[START OF Supplied information]
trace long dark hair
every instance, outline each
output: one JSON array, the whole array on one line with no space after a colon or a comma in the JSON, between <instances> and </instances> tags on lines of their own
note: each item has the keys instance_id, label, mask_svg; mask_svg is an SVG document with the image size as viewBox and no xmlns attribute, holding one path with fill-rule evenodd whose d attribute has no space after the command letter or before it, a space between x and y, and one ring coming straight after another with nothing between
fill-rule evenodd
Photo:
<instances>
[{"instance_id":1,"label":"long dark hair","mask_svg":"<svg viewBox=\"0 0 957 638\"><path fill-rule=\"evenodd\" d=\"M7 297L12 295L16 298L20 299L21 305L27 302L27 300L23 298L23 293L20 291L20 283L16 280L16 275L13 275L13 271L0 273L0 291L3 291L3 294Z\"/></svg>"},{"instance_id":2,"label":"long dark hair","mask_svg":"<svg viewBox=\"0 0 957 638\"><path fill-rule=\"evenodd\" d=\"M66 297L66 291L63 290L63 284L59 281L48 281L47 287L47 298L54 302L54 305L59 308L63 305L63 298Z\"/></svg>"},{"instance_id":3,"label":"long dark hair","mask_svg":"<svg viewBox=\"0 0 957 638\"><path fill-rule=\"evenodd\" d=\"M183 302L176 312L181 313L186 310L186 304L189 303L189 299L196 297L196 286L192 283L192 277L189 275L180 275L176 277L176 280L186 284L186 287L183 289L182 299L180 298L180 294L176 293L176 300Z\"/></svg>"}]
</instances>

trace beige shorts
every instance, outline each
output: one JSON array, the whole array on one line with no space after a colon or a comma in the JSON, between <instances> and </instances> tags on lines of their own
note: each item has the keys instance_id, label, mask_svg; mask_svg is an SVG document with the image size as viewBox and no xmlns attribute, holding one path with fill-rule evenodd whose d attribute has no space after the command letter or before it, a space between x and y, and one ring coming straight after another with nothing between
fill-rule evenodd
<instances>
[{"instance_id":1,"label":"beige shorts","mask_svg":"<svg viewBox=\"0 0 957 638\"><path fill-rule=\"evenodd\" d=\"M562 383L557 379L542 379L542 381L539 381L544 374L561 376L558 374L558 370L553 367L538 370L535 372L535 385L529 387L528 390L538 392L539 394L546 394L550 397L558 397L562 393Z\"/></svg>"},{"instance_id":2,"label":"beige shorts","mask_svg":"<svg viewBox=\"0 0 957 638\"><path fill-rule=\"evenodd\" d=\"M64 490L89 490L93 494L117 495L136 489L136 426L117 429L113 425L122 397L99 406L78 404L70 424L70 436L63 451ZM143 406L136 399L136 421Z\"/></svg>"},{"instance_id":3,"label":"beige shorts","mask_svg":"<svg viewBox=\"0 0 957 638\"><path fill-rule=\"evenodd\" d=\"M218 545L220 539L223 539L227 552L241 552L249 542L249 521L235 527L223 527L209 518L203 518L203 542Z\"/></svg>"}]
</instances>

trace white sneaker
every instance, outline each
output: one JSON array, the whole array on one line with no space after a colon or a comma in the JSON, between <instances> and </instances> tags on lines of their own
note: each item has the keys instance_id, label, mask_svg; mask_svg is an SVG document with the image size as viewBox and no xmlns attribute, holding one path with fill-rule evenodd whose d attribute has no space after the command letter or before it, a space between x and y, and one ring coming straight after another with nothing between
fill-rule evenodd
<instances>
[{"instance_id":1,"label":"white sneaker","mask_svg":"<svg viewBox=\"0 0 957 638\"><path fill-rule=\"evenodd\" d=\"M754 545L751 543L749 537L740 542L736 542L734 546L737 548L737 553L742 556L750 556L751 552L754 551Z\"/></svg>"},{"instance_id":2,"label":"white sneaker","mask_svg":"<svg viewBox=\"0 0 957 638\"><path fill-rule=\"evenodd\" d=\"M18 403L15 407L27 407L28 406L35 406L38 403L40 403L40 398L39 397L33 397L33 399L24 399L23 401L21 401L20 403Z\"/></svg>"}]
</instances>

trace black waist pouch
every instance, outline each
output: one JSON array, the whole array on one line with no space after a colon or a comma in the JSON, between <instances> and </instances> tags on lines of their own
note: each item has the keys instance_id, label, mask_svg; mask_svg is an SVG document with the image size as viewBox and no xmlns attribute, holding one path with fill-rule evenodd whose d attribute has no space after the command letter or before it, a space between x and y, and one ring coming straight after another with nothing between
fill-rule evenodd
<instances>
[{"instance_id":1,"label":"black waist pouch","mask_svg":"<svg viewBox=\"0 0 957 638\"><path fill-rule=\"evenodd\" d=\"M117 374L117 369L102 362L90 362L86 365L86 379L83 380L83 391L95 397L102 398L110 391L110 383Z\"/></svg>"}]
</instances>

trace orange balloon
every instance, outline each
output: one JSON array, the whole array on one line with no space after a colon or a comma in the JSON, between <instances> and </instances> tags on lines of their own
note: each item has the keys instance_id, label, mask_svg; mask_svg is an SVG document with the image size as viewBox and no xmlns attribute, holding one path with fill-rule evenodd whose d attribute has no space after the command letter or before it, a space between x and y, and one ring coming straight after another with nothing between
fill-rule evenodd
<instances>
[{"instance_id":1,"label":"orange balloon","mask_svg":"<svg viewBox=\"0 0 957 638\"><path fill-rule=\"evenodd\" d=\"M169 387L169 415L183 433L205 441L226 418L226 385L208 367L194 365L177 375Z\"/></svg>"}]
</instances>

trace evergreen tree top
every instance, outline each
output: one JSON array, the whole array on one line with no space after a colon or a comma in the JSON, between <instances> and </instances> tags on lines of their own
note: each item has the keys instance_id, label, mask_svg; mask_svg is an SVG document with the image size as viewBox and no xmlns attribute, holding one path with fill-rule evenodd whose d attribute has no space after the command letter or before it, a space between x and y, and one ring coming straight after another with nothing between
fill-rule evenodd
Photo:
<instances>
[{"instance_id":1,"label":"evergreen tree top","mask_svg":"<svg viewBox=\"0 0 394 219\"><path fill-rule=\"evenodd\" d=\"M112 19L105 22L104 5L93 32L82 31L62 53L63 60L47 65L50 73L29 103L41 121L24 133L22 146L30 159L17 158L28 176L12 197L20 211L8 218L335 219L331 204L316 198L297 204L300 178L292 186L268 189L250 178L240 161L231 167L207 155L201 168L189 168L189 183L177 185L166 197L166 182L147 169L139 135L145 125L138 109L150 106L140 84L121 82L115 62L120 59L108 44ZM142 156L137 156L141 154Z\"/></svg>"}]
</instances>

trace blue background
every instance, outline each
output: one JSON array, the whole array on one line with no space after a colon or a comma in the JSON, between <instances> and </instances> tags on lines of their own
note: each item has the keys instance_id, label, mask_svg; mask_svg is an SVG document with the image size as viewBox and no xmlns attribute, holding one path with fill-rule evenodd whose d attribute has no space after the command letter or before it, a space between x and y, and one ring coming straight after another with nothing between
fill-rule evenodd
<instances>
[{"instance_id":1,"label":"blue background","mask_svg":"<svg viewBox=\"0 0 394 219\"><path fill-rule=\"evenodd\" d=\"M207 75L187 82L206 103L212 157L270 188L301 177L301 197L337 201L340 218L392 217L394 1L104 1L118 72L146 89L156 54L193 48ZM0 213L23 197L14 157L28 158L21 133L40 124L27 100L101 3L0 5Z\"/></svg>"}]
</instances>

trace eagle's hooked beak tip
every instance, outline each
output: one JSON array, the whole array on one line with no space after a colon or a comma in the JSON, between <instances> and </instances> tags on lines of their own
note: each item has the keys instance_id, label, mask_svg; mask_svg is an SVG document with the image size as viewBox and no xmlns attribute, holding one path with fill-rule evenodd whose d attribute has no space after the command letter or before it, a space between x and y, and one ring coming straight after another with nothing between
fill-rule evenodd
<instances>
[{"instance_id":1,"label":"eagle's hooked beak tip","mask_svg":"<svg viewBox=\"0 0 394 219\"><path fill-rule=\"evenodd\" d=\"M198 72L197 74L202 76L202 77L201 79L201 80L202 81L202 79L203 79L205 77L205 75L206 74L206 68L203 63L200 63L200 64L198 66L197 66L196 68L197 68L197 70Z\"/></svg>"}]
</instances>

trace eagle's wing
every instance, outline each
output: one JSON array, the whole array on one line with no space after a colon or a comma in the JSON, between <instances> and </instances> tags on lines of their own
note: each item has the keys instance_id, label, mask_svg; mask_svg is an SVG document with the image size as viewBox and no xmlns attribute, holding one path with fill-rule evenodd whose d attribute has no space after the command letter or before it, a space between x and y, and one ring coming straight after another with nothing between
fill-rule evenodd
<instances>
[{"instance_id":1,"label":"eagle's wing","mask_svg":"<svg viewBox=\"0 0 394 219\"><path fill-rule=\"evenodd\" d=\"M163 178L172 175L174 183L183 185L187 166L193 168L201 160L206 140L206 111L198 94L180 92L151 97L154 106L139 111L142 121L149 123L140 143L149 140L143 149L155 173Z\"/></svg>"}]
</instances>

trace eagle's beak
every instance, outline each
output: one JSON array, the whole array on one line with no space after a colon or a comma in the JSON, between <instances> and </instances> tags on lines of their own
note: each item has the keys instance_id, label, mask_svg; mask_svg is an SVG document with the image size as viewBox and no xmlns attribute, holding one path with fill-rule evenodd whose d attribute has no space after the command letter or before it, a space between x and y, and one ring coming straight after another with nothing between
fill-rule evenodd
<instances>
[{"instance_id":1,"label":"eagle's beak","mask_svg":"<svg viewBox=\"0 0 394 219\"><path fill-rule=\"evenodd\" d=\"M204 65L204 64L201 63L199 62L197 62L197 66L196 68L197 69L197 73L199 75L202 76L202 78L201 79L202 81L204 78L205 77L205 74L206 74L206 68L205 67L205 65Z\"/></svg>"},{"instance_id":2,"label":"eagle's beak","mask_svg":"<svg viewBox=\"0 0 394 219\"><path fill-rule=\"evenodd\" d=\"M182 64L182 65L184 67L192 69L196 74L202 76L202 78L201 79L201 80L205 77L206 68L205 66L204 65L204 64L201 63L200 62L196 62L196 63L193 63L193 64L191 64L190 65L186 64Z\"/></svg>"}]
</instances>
[END OF Supplied information]
- Requirements -
Each line from the one containing "trace eagle's beak" to the end of the records should be echoed exactly, and no other line.

- Exercise response -
trace eagle's beak
every instance, outline each
output: one JSON array, the whole array on one line with no space after a colon or a comma in the JSON, between <instances> and </instances> tags on lines of their own
note: each item has the keys instance_id, label, mask_svg; mask_svg is an SVG document with the image size as viewBox and no xmlns attribute, holding one path with fill-rule evenodd whose d attribute has no space after the command letter or before it, a space between x and y, and one ring coming straight after another with nothing between
fill-rule evenodd
<instances>
[{"instance_id":1,"label":"eagle's beak","mask_svg":"<svg viewBox=\"0 0 394 219\"><path fill-rule=\"evenodd\" d=\"M204 65L204 64L201 63L199 62L197 62L197 66L196 68L197 69L197 73L199 75L202 76L202 78L201 79L202 81L204 78L205 77L205 74L206 74L206 68L205 67L205 65Z\"/></svg>"},{"instance_id":2,"label":"eagle's beak","mask_svg":"<svg viewBox=\"0 0 394 219\"><path fill-rule=\"evenodd\" d=\"M182 64L182 65L184 67L192 69L196 74L202 76L202 78L201 79L201 80L205 77L206 68L205 66L204 65L204 64L201 63L200 62L196 62L196 63L193 63L193 64L191 64L190 65L186 64Z\"/></svg>"}]
</instances>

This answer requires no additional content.